-------- EXTRACT PROVIDED --------
Hello everyone!
You’d never guess……I’ve seen (and held) brand new turkey babies!!! You just can’t imagine how some of the most ungainly looking birds can produce such adorabilly chickies like these.
I have been waiting and waiting with a degree of anxiety for these babies. The farmer told us a few weeks ago that they were coming, and apart from my general interest in all things birds, and my particular interest in baby anything, and my especial desire to see baby turkeys (it’s a first for me), my camera is due to go interstate for servicing after it’s rough treatment at the beach recently. It will be away for perhaps six weeks, and I so didn’t want to miss the turkey babies..and here they are!
Aren’t they darling? I honestly thought they would be, at the very least, bald or gangly: but they are the softest, sweetest, and not a tiny bit scared of you, little treasures.
We all were allowed to hold one, and they were perfectly content to sit. They will spend the next three weeks in the farmer’s kitchen under a warm light, as turkey mothers are not the most efficient at raising their babies.
After keeping the farmers from their work while we each had a turn of adoring the chicks, we then went to see some lambs that were born last night, and check how much the others had grown.
-------- DATA EXCERPTS --------
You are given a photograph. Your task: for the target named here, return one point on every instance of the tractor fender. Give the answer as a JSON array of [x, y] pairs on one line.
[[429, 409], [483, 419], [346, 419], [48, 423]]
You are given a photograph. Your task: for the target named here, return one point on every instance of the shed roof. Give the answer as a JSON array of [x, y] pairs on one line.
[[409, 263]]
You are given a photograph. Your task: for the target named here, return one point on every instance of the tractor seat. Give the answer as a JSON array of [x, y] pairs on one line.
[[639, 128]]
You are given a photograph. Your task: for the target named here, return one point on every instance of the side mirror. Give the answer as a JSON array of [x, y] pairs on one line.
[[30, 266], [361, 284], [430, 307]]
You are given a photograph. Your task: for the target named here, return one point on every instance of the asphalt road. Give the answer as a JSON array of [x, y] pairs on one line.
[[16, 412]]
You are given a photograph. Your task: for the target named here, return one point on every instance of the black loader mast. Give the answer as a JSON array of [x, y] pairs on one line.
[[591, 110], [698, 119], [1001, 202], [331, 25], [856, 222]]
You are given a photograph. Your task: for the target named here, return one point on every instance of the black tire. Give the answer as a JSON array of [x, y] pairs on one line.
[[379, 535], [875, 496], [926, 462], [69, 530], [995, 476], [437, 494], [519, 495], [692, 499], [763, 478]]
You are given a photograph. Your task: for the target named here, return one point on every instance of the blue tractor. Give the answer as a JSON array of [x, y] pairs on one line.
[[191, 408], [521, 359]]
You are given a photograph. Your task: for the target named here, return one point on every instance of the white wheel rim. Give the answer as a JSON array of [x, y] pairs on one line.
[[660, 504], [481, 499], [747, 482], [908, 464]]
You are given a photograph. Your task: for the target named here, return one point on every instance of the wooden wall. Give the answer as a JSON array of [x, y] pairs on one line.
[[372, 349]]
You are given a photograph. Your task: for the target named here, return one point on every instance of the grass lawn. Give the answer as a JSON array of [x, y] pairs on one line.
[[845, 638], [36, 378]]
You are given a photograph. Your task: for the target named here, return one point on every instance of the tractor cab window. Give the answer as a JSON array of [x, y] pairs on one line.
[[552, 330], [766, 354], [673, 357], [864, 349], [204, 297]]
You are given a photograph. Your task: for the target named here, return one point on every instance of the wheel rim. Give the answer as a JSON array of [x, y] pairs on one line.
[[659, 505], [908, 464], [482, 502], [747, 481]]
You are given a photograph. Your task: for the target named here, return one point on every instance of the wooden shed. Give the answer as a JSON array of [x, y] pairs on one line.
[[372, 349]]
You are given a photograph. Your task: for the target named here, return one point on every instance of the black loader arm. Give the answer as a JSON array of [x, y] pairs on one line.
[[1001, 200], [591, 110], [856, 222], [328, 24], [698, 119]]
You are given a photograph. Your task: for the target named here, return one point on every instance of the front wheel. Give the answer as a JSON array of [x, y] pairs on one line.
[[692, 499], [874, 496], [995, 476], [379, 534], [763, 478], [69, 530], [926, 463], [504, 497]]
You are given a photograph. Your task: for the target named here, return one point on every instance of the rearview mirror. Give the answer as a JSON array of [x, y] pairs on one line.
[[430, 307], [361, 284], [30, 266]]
--------
▸ EXERCISE INSTRUCTIONS:
A. Answer these questions from the turkey chick post:
(i) For how long might the camera be away for servicing?
(ii) Where will the chicks spend the next three weeks?
(iii) When were the lambs the group went to see born?
B. Please copy the turkey chick post from "We all were" to "raising their babies.".

▸ SOLUTIONS TO THE PROBLEMS:
A.
(i) Perhaps six weeks.
(ii) In the farmer's kitchen under a warm light.
(iii) Last night.

B.
We all were allowed to hold one, and they were perfectly content to sit. They will spend the next three weeks in the farmer’s kitchen under a warm light, as turkey mothers are not the most efficient at raising their babies.